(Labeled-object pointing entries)
↓
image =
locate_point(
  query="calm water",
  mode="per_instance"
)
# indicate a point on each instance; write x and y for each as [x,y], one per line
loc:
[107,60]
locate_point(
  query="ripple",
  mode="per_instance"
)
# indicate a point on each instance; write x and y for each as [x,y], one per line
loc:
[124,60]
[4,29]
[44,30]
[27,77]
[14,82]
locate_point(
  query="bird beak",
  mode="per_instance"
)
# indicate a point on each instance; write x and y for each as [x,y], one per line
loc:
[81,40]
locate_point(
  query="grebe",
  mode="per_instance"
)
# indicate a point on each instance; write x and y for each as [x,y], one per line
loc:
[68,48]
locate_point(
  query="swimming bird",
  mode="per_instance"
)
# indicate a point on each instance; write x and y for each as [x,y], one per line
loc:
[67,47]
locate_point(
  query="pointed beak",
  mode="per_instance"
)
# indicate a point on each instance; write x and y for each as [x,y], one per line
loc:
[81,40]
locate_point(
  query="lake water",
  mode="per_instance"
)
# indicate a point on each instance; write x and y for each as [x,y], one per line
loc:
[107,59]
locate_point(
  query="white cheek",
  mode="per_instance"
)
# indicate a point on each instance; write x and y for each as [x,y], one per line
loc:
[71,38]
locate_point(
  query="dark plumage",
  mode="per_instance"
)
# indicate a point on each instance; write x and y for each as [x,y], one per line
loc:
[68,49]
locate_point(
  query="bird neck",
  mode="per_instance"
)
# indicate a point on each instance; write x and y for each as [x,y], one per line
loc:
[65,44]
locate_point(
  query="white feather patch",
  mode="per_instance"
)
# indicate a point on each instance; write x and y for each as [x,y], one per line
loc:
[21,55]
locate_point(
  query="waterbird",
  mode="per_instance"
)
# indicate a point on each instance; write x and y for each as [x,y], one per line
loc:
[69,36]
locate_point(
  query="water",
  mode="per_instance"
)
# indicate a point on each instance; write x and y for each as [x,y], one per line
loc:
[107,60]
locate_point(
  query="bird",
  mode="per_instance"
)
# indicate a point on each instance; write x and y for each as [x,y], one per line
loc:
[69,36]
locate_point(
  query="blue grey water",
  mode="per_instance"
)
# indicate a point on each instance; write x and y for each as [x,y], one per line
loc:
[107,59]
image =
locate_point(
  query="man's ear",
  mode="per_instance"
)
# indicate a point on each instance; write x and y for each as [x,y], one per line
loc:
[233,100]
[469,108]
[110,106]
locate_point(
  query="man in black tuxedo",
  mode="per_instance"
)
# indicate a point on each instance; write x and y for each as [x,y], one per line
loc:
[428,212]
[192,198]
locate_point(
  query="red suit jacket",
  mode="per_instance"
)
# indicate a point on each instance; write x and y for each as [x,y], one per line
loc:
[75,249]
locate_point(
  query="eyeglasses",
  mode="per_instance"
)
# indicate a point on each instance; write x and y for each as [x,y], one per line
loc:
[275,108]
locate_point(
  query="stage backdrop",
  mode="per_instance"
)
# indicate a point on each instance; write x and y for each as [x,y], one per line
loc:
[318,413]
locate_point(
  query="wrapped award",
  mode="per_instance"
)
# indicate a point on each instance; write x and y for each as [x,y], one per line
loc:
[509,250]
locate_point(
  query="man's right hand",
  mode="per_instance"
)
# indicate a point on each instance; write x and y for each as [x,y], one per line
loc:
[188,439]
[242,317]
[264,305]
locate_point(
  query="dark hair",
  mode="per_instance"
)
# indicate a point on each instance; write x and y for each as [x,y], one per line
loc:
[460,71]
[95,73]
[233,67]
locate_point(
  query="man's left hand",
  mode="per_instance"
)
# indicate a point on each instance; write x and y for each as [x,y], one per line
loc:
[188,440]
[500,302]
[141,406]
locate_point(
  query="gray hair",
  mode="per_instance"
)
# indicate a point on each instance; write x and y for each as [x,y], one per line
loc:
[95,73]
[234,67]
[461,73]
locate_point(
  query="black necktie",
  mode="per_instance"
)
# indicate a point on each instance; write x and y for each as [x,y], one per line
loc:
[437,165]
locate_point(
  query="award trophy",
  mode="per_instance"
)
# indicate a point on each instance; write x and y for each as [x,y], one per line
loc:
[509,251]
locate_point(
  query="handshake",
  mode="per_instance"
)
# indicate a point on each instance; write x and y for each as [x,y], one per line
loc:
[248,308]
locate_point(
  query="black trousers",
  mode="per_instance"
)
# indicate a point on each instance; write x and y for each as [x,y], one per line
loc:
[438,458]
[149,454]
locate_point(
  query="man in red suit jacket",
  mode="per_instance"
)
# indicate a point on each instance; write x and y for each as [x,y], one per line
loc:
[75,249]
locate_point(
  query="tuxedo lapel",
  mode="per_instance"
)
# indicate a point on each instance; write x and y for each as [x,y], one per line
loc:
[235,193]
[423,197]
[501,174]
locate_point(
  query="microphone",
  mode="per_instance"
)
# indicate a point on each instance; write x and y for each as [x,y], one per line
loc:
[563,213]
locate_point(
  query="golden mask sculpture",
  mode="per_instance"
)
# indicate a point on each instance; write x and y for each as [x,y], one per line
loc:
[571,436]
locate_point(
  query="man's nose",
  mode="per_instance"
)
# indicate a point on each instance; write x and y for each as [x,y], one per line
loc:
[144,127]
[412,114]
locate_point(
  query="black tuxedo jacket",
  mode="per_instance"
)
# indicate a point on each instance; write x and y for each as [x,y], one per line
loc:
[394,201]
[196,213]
↑
↓
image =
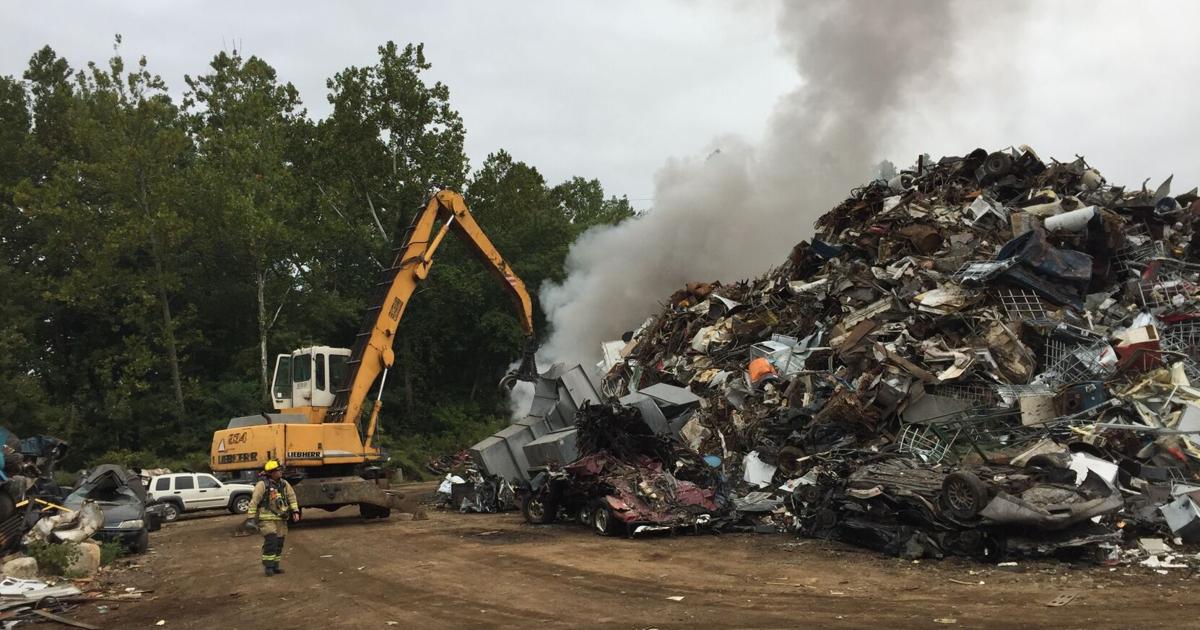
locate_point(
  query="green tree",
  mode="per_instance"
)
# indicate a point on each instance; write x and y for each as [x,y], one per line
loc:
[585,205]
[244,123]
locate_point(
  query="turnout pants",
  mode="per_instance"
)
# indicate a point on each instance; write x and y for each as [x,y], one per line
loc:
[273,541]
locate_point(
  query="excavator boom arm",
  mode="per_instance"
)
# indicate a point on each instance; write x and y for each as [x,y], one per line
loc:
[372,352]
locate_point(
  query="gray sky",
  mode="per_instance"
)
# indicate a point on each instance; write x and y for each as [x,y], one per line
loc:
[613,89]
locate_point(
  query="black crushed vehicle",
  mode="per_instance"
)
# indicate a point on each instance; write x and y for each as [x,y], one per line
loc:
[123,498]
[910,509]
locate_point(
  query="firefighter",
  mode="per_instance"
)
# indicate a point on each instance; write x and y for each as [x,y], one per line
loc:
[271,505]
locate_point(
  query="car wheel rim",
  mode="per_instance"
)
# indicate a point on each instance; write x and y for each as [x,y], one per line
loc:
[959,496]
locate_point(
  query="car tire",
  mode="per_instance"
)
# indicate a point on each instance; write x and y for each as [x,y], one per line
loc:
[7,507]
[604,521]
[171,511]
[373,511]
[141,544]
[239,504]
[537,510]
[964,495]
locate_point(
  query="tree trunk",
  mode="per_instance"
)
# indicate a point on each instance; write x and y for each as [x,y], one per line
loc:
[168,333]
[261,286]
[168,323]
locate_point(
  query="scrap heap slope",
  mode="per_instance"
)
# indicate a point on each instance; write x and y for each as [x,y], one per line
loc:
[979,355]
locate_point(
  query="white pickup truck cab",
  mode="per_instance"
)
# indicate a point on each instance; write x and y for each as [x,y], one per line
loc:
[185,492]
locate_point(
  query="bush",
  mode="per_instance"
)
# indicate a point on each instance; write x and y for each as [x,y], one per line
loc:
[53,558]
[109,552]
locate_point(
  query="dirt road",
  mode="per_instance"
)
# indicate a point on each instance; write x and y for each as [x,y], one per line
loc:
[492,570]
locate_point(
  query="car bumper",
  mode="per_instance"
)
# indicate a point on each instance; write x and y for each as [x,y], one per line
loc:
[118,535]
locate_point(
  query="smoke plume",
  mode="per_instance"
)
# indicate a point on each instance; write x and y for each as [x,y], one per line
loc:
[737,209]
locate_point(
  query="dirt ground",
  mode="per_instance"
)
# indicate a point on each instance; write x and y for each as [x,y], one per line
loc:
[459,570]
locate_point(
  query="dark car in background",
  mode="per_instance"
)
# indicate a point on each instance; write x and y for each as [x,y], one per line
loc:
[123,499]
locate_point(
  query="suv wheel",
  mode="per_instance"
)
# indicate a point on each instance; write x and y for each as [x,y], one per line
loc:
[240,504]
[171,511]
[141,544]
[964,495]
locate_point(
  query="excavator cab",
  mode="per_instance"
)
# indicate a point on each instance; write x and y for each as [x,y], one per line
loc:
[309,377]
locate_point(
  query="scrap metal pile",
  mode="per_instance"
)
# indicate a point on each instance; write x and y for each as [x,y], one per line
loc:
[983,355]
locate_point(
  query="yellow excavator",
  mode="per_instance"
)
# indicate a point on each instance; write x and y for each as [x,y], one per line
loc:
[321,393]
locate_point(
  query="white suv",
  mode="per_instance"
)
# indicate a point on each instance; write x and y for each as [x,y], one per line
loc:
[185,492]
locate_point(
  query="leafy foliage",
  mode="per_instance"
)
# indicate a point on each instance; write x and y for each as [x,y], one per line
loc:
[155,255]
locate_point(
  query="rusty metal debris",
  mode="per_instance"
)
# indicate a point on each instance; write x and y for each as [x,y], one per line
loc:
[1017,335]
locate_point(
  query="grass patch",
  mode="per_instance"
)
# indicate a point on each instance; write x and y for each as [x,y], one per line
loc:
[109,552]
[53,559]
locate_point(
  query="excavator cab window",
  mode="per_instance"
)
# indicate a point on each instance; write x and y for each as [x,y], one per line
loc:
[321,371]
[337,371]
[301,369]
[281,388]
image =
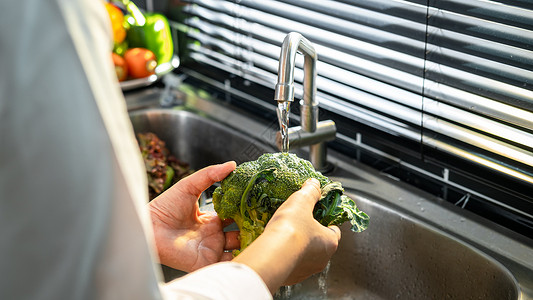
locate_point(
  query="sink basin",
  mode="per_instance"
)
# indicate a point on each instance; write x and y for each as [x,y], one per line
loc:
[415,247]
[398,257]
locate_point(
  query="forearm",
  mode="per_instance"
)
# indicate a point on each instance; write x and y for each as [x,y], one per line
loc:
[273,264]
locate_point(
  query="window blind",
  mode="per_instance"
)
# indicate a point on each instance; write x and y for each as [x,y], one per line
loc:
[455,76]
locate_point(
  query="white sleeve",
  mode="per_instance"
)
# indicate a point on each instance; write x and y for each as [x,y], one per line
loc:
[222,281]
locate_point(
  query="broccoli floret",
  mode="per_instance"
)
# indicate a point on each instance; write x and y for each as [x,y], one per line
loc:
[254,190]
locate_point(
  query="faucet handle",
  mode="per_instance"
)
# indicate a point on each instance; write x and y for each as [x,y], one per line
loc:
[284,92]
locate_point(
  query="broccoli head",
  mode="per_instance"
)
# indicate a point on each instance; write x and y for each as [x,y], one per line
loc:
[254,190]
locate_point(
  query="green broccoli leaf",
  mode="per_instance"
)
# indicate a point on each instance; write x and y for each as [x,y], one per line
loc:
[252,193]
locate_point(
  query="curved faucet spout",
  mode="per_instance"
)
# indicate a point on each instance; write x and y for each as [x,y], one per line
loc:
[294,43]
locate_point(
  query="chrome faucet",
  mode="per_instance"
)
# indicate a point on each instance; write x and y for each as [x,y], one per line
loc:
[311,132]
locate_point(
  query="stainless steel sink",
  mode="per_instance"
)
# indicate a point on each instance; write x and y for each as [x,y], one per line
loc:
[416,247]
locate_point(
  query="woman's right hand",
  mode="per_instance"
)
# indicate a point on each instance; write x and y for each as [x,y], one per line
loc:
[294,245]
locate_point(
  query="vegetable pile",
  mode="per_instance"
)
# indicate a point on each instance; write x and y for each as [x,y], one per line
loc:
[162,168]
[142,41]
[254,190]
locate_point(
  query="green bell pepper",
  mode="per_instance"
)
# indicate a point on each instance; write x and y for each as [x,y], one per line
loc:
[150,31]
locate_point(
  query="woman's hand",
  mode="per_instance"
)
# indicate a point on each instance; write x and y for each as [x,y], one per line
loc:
↑
↓
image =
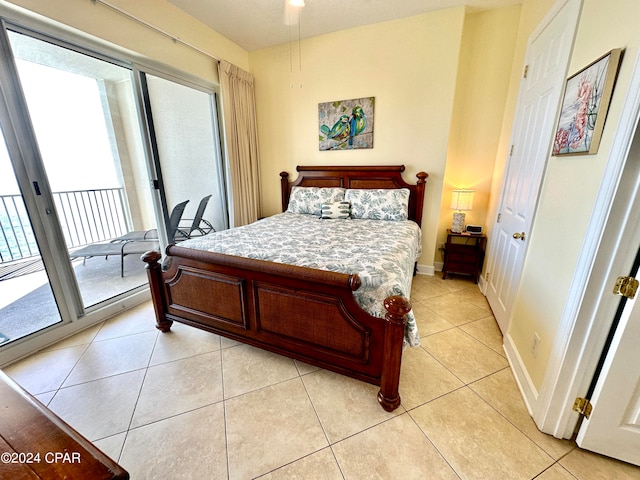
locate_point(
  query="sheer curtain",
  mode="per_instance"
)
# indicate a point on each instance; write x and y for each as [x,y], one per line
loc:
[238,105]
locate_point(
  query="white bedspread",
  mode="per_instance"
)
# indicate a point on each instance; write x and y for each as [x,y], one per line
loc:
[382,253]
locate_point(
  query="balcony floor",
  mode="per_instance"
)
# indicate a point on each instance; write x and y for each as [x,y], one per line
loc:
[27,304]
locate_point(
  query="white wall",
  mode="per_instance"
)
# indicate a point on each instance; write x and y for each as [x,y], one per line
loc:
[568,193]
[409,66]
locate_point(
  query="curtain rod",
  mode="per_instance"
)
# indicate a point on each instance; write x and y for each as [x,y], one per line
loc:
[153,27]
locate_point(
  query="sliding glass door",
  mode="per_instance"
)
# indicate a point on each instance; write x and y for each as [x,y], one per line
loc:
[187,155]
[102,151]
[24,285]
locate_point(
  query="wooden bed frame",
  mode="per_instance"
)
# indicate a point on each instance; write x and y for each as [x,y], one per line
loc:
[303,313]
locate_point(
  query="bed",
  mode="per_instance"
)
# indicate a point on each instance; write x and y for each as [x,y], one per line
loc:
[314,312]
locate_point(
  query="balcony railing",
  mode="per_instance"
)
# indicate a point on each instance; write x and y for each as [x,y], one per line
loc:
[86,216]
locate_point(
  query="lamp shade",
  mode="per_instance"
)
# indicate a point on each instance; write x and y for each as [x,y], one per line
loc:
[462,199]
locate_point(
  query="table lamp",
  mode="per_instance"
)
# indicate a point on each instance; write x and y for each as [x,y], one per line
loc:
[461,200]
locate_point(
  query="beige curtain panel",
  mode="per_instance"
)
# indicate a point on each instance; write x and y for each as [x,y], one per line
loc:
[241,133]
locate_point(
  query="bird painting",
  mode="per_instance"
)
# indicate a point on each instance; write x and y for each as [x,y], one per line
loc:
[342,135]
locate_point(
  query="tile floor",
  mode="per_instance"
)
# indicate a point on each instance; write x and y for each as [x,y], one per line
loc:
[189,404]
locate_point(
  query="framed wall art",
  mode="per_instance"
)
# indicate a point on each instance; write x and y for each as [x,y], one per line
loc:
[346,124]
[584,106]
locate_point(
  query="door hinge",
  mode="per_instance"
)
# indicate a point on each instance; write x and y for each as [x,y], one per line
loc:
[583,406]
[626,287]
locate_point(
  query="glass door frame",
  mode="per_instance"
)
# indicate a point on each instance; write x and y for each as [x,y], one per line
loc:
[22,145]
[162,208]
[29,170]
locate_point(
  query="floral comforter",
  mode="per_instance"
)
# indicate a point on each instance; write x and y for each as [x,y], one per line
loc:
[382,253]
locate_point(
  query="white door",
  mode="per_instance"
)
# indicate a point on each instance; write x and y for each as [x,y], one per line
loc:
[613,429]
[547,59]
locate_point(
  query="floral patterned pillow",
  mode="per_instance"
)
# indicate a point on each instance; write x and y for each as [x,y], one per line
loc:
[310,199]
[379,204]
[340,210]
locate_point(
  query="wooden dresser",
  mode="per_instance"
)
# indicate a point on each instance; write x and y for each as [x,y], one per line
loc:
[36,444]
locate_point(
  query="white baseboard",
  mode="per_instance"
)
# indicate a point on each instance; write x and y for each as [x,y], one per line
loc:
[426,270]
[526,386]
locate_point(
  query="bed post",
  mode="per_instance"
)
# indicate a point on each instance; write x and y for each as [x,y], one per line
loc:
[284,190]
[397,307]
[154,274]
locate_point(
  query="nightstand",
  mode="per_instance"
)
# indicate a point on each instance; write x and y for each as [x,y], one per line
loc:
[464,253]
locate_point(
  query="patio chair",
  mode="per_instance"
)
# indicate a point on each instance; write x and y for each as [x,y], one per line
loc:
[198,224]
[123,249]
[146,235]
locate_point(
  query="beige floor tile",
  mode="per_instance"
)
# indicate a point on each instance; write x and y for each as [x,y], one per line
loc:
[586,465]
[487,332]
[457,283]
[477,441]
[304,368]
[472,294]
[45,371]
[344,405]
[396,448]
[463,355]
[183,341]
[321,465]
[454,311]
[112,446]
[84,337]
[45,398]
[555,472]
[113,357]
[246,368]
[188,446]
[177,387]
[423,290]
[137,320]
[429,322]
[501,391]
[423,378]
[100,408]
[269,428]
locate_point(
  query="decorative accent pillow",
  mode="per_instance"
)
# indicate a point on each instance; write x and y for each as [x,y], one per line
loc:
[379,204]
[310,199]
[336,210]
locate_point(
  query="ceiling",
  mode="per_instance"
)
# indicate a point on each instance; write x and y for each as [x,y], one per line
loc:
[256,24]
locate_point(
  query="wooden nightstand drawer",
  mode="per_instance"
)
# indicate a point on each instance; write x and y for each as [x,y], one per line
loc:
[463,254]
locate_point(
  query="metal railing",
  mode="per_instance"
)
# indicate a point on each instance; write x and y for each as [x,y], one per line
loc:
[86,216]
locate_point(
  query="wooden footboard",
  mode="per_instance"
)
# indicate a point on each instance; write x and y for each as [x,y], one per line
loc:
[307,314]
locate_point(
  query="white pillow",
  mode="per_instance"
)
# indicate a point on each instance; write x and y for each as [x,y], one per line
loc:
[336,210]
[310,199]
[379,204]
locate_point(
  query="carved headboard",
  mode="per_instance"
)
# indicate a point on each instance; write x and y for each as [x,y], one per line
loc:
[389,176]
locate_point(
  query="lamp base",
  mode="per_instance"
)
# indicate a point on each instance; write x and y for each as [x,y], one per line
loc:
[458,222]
↑
- **AIM**: Count the lines in the material above that contain the string "sink", treating case as significant. Give only the number.

- **REPLY**: 2